#### RECORDS FOR PROCESSING

[start]

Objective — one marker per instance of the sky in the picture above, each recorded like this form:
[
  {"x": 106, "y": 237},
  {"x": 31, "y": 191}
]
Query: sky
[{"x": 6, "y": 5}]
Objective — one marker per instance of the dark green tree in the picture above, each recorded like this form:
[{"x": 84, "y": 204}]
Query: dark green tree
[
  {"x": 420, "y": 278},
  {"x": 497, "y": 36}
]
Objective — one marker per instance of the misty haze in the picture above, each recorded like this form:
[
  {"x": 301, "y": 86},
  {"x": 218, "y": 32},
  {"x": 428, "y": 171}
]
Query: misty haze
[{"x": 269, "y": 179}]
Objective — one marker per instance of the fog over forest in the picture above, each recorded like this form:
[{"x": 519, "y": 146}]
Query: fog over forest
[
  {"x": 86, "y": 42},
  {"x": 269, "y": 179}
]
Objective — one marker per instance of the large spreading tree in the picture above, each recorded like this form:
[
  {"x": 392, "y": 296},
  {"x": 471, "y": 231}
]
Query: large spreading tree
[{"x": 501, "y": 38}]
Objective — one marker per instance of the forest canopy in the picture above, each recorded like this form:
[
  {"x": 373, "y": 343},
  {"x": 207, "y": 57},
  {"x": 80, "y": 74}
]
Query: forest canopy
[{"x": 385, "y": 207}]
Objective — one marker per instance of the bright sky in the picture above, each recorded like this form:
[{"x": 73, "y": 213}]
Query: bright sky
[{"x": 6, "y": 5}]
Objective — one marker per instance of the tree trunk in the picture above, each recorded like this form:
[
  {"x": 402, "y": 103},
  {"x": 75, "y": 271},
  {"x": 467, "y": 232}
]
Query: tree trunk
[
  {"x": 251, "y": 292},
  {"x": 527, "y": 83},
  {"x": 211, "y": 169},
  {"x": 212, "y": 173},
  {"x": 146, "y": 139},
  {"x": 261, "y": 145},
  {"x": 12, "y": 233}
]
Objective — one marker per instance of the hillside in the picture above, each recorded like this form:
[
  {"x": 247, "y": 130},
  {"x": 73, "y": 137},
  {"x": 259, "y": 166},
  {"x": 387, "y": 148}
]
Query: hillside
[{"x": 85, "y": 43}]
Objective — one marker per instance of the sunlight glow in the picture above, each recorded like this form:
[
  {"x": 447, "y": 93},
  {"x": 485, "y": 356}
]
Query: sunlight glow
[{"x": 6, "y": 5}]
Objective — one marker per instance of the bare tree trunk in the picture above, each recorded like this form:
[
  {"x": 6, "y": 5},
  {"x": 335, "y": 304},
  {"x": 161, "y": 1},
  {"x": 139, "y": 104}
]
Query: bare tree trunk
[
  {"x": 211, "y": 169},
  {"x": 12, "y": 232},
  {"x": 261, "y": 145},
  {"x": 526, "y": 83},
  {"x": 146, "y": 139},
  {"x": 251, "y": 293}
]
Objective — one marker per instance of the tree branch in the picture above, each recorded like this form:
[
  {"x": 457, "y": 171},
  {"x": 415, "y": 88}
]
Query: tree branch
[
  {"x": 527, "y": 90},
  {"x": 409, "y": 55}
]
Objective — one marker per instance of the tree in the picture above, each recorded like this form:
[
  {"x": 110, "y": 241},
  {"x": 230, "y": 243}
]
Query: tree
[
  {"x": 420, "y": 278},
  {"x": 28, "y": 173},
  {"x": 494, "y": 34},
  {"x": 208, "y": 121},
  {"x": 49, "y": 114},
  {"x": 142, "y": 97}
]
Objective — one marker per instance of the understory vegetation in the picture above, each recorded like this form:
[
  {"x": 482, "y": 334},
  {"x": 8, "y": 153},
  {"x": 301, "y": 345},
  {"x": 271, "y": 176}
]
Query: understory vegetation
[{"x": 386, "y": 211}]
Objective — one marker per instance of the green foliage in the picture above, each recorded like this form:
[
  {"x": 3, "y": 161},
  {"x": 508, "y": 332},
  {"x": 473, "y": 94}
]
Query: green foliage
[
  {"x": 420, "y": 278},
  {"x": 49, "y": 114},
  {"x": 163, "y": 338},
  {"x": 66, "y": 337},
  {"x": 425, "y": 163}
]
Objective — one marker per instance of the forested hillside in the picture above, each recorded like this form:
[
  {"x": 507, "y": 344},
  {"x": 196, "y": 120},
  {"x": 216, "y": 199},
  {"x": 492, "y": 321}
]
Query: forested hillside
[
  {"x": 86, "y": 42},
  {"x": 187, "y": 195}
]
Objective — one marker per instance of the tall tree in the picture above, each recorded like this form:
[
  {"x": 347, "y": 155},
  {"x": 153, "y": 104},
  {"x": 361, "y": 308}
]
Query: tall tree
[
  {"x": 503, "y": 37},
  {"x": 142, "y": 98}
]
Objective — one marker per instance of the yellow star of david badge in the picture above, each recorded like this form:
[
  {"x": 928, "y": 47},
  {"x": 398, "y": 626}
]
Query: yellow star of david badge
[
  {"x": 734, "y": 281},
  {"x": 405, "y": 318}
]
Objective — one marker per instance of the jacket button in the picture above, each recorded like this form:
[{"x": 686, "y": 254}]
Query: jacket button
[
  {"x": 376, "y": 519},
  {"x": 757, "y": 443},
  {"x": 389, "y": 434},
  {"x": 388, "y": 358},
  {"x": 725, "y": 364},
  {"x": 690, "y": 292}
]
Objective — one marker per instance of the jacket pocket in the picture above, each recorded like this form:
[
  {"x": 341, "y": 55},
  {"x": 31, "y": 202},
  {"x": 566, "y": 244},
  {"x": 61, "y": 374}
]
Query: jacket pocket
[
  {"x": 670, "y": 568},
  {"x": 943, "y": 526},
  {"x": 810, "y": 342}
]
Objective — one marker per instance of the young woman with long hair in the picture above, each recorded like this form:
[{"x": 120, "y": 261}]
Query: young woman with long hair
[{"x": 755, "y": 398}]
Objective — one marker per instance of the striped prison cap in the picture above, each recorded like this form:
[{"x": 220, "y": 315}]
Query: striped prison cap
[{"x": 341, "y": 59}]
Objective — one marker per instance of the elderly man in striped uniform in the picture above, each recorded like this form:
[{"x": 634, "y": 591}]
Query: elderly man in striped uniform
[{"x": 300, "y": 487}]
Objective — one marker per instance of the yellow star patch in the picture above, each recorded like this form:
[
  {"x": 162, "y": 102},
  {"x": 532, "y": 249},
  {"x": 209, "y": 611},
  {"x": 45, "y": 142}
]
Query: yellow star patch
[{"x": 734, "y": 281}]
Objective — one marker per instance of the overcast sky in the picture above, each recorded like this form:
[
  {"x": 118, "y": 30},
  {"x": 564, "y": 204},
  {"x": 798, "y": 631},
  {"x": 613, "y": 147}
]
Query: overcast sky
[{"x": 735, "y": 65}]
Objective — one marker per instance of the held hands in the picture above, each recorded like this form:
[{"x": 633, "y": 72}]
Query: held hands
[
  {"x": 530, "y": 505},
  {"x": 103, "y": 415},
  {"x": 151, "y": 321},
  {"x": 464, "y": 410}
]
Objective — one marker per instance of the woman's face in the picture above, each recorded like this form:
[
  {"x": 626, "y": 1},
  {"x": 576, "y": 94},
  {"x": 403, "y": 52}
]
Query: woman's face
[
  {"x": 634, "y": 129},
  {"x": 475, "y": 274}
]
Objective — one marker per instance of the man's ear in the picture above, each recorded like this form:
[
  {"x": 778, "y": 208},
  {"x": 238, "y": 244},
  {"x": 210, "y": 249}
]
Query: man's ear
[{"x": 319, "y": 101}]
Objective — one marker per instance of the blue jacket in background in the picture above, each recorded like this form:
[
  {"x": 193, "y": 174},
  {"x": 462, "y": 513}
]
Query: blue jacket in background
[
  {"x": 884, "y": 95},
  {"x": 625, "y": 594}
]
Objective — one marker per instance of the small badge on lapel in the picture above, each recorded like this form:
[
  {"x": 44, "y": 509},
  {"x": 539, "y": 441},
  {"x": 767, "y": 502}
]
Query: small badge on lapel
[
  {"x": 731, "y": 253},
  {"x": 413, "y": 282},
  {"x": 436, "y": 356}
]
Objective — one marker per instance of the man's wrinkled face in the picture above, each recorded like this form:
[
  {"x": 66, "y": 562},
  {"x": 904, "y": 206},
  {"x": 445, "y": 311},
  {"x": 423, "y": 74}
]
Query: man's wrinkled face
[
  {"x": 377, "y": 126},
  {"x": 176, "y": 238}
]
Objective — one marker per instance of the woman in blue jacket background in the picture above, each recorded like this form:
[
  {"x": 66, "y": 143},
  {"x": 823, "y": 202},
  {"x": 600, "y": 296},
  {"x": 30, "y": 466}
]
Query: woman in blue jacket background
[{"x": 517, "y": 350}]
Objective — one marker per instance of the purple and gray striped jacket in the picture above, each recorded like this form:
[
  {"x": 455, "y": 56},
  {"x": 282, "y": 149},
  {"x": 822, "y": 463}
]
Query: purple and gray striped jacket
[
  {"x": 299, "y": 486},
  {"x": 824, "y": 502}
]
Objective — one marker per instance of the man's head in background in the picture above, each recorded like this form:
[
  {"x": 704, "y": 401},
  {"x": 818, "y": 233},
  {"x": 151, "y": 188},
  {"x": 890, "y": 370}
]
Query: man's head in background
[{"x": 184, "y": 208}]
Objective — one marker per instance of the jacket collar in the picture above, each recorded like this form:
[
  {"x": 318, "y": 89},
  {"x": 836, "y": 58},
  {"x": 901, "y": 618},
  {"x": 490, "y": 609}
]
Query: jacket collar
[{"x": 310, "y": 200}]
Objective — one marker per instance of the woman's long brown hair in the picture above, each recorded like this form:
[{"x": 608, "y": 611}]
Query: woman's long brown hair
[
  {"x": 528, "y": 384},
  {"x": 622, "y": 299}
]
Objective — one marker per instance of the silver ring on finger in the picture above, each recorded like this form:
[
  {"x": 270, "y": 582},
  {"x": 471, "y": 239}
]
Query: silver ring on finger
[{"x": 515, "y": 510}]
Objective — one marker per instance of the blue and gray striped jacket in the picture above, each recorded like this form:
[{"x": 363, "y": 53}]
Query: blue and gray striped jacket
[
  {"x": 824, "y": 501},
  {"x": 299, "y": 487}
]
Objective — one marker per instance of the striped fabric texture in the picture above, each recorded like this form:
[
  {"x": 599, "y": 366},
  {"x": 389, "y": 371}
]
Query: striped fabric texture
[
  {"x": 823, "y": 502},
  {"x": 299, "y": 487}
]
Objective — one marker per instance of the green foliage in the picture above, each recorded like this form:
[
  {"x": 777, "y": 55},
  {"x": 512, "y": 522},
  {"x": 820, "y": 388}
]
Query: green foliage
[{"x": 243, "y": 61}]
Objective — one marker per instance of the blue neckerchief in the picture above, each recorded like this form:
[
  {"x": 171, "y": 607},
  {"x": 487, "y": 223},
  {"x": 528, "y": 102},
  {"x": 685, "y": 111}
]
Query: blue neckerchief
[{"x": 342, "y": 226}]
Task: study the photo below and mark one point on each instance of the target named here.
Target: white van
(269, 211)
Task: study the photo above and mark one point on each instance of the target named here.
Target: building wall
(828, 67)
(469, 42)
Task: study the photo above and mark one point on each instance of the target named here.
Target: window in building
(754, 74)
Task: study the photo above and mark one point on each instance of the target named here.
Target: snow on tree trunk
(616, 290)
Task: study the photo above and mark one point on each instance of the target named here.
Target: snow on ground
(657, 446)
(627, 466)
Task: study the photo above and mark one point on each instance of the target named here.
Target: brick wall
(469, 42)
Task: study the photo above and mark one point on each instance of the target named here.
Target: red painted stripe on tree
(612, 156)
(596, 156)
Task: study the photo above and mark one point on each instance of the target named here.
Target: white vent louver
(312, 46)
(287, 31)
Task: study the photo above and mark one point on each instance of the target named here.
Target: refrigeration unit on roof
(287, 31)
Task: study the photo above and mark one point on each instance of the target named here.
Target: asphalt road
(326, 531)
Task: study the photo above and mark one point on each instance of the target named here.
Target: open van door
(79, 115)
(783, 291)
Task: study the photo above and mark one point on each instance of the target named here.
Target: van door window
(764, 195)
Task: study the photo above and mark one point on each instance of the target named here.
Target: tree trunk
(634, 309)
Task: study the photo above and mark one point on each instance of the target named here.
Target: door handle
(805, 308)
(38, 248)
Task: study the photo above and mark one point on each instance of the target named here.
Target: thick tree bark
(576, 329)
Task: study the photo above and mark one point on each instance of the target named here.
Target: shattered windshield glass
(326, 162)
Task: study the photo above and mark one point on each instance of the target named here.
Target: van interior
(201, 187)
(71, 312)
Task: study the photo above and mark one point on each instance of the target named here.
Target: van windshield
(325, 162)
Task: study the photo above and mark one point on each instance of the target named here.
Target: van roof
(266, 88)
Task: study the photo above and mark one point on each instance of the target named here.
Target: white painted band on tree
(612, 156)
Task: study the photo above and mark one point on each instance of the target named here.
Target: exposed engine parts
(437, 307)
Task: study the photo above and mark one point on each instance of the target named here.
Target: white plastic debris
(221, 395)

[end]

List every line of the entries above that contains the word "building".

#### REPLY
Target: building wall
Target: window in building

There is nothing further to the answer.